INFORMATION SUPPLIED =>
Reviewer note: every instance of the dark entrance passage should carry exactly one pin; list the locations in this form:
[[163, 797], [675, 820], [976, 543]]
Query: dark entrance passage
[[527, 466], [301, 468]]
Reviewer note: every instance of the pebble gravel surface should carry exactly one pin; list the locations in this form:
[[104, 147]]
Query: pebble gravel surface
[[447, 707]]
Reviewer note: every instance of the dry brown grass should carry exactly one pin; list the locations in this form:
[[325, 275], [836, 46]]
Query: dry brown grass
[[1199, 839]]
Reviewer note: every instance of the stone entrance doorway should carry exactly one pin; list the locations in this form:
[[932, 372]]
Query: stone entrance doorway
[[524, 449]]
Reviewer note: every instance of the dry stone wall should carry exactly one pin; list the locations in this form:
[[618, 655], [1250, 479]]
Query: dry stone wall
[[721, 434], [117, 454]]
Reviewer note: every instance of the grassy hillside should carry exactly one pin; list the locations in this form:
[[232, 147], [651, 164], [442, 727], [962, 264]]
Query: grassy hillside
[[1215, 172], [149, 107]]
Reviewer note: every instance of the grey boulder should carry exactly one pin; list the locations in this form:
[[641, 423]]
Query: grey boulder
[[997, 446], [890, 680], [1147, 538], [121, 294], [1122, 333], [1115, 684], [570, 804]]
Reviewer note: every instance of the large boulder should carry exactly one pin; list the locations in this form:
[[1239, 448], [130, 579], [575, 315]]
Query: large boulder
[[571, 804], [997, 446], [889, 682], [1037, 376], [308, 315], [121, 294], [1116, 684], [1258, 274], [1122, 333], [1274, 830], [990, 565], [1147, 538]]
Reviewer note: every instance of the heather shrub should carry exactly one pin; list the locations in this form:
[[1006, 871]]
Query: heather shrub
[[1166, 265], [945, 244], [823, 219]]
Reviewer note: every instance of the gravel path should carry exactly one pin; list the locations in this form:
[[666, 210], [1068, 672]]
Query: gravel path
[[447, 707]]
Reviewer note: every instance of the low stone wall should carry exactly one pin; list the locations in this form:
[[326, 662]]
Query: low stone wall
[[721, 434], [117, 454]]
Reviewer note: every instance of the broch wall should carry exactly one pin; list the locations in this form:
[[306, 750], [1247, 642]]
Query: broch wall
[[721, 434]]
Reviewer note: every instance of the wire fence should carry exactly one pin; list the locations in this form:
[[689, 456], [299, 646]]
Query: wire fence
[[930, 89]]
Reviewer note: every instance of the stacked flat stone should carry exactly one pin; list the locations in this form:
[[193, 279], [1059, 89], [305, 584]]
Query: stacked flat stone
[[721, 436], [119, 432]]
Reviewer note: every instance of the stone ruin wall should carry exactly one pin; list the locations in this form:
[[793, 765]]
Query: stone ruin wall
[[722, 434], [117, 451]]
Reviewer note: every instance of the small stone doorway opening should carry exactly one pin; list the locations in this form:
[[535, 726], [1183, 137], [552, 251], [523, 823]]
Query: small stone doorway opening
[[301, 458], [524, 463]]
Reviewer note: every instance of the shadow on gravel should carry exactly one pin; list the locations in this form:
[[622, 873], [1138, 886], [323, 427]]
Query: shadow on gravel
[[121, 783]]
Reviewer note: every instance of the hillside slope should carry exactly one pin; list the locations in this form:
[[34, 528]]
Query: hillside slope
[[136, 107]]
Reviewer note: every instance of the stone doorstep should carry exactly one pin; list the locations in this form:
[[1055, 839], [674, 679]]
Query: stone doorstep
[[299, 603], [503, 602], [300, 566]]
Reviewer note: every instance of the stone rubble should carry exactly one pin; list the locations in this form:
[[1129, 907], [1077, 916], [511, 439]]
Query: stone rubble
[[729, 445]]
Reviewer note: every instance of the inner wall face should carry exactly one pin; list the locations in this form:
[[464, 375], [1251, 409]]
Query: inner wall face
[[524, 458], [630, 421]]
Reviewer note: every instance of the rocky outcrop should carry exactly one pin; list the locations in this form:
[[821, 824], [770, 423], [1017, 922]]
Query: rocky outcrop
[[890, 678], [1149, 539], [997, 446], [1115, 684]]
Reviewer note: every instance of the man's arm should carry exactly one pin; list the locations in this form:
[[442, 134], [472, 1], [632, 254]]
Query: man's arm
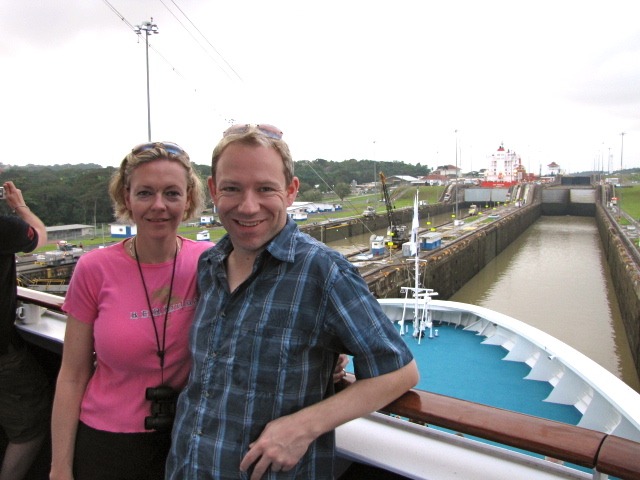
[[285, 440], [15, 201]]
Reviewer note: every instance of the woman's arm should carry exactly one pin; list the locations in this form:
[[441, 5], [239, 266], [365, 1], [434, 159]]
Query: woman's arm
[[75, 372]]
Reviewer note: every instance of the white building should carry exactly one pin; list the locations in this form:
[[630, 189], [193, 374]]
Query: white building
[[503, 167]]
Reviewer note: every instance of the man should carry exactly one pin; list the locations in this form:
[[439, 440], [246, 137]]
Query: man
[[276, 309], [24, 394]]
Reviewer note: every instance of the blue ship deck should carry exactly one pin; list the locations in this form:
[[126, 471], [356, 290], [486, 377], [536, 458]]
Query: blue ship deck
[[456, 363]]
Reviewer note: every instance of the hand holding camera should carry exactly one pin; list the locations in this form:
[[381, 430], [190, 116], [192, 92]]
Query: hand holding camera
[[163, 408]]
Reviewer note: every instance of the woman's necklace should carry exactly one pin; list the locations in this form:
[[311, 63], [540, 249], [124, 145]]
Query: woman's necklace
[[161, 349], [132, 247]]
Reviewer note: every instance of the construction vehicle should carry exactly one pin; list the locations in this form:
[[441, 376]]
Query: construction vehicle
[[369, 212], [396, 234]]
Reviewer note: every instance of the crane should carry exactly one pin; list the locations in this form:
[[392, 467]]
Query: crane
[[396, 234]]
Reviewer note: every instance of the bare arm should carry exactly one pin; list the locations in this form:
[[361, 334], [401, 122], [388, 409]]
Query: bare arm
[[16, 202], [285, 440], [75, 372]]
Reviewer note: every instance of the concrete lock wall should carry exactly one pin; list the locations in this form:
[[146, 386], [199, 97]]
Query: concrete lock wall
[[626, 280], [449, 268]]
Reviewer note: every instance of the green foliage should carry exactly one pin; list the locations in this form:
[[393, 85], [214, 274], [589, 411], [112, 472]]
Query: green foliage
[[66, 194], [70, 194], [326, 173]]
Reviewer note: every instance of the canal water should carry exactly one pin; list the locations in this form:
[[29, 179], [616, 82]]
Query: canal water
[[555, 278]]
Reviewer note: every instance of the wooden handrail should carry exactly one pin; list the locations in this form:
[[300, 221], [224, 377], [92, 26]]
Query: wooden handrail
[[608, 454]]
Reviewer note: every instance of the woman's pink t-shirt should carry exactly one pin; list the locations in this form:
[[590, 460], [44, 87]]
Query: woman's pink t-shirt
[[106, 291]]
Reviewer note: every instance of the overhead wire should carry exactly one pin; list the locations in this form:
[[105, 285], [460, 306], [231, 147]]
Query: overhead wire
[[171, 66], [203, 36]]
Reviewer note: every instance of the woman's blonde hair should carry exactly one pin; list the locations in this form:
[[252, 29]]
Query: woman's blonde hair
[[121, 179]]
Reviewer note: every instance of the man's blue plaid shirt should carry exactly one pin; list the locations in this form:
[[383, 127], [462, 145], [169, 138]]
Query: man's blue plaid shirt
[[269, 349]]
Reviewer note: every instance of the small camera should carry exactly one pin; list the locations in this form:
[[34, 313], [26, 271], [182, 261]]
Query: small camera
[[163, 408]]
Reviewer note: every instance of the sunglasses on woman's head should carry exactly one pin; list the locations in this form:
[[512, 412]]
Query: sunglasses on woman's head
[[242, 128], [170, 147]]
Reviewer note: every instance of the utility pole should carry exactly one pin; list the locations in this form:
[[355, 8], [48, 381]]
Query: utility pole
[[149, 28], [621, 149]]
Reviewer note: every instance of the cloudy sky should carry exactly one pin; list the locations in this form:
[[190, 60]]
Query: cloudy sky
[[554, 80]]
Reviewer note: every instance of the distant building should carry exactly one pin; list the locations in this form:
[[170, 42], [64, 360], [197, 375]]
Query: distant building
[[119, 230], [69, 232], [504, 167], [554, 168], [446, 171]]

EXERCISE DETAILS => Reproduce exactly the lines above from the line with "Reviewer note: every instance of the woman's necklace" to the line with "Reviewer note: every instance of the green", including both, and add nothing.

OUTPUT OF THE EXERCISE =>
Reviewer note: every instance of the woman's necklace should carry exactly one pin; list the locations in this form:
[[311, 63], [540, 249], [124, 145]]
Query: woman's necklace
[[161, 349], [132, 247]]
Reviewer note: every instance of the construction vehicle should carry exactly one pin; list the locations in this form:
[[441, 376]]
Query: construction vehicle
[[369, 212], [396, 234]]
Reviewer note: every instance of the crane should carry exactly one pin; list the locations in this form:
[[392, 467]]
Query: crane
[[396, 234]]
Reviewer note: every instance of the bare arm should carry exactly one pin; list the locations in this form:
[[361, 334], [401, 122], [388, 409]]
Query: bare arm
[[16, 202], [285, 440], [75, 372]]
Reviewer note: every instance of the concrete lock wall should carry exactly one pin; list the locations in this form:
[[146, 386], [199, 97]]
Query: concrete lock wall
[[626, 280], [449, 268]]
Reviewer note: every instance of the green foliage should carry exactly one pin; list the locations in this form:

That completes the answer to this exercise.